**DATASET CONTENT**
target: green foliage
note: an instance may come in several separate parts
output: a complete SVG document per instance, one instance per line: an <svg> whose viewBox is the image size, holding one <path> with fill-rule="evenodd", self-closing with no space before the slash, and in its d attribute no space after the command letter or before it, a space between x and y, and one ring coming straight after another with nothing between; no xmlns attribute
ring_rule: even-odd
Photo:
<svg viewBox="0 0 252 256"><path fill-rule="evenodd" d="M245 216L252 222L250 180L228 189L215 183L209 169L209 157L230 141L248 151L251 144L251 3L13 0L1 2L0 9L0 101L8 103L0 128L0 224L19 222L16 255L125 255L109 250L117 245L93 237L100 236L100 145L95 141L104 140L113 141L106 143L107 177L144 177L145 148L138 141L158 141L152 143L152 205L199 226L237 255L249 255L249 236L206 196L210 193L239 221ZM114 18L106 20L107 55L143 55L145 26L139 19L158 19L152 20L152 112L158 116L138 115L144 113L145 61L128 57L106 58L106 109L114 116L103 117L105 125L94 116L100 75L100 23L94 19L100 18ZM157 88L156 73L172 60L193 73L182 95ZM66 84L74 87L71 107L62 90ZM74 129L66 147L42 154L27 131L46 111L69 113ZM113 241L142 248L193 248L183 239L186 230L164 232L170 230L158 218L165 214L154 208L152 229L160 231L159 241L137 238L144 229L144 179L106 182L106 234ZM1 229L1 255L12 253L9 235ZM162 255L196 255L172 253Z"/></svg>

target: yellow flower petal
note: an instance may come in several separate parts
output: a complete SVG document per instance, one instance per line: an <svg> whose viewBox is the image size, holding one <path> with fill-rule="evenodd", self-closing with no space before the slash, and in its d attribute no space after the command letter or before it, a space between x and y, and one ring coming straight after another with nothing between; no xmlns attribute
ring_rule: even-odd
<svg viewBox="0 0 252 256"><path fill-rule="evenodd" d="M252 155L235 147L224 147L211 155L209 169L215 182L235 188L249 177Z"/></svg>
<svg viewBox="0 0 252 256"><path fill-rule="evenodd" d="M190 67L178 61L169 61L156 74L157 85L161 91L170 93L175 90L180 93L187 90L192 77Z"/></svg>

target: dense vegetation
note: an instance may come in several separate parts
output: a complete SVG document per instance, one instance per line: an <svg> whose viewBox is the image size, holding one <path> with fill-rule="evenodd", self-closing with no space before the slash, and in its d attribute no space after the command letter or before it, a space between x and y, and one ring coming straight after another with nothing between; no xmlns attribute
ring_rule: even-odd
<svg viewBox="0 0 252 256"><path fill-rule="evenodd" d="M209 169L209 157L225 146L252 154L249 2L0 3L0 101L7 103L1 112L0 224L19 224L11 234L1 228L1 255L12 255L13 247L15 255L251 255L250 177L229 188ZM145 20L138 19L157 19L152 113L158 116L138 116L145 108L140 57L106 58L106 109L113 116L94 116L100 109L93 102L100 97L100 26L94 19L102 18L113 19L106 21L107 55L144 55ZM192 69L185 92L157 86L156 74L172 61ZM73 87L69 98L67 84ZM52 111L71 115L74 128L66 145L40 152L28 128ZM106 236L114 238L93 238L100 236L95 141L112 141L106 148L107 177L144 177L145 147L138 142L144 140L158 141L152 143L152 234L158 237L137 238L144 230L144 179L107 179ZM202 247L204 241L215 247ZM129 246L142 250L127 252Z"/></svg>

**EXERCISE PROMPT**
Please update these lines by replacing "green foliage" with "green leaves" and leaving everything else unchanged.

**EXPECTED ANSWER**
target: green leaves
note: an instance may come in several separate parts
output: a complete SVG document per instance, one instance per line: an <svg> whose viewBox is the image size, holding one <path> with fill-rule="evenodd", self-closing with no space before the slash, and in its d attribute no space after the command letter or before it, a space between x and y, and one ring coming straight after another with nothing between; no xmlns attribute
ring_rule: even-odd
Photo:
<svg viewBox="0 0 252 256"><path fill-rule="evenodd" d="M245 216L252 222L250 180L228 189L215 183L209 169L209 157L230 141L248 151L251 144L251 3L13 0L1 2L0 9L0 101L8 103L0 128L0 224L19 222L16 255L125 255L109 250L117 245L93 237L100 236L100 145L95 141L104 140L113 141L106 143L107 177L144 177L145 148L138 141L158 141L152 143L152 205L199 226L237 255L249 255L249 236L206 196L210 193L239 221ZM114 18L106 20L107 55L143 55L145 26L139 19L158 19L152 20L152 112L158 116L138 115L144 113L145 61L128 57L106 58L106 109L114 116L103 117L105 125L94 116L100 75L100 23L94 19L100 18ZM157 88L156 73L172 60L193 73L182 95ZM66 84L74 87L71 107L62 90ZM74 129L66 147L42 154L27 131L46 111L69 113ZM113 241L142 248L193 248L183 239L186 230L164 232L170 230L158 218L165 214L154 208L152 229L160 231L159 241L137 238L144 229L144 179L106 182L106 234ZM1 229L1 255L12 253L9 235ZM162 255L196 255L172 253Z"/></svg>

target: yellow flower petal
note: an instance may come in several separate parts
output: a complete SVG document per instance, one instance per line: an <svg> whose viewBox is the image size, holding one <path> with fill-rule="evenodd", self-closing with no space before the slash, and in its d attribute no space after the command letter or before it, a space between x and y, and one ring coming straight after another with nothing between; no xmlns attribute
ring_rule: even-odd
<svg viewBox="0 0 252 256"><path fill-rule="evenodd" d="M252 155L235 147L224 147L211 155L209 169L215 182L235 188L249 177Z"/></svg>
<svg viewBox="0 0 252 256"><path fill-rule="evenodd" d="M190 67L178 61L169 61L156 74L157 85L161 91L170 93L175 90L180 93L187 90L192 77Z"/></svg>

target: dense vegetation
note: an instance may come in several separate parts
output: a complete SVG document per instance, one instance per line: an <svg> whose viewBox is the image size, holding one <path> with fill-rule="evenodd", self-closing with no space before the slash, and in its d attribute no space after the command letter or before it, a space between x and y, and one ring coming straight after another with nothing between; no xmlns attribute
ring_rule: even-odd
<svg viewBox="0 0 252 256"><path fill-rule="evenodd" d="M209 169L209 157L225 146L252 154L249 2L0 3L0 101L7 103L1 112L0 224L19 224L11 234L1 228L1 255L12 255L13 247L15 255L251 255L250 177L229 188ZM145 20L138 19L157 19L152 113L158 116L138 116L145 108L140 57L106 58L106 109L113 116L94 116L100 109L93 102L100 97L100 26L94 19L102 18L113 19L106 21L107 55L144 55ZM192 69L185 92L157 86L156 74L172 61ZM73 87L69 98L67 84ZM52 111L71 115L74 128L66 145L40 152L28 128ZM106 236L114 238L93 238L100 236L95 141L112 141L106 148L107 177L144 177L145 147L138 142L144 140L158 141L152 143L152 234L158 237L137 238L144 230L144 179L107 179ZM202 247L204 241L215 247ZM129 246L142 250L127 252Z"/></svg>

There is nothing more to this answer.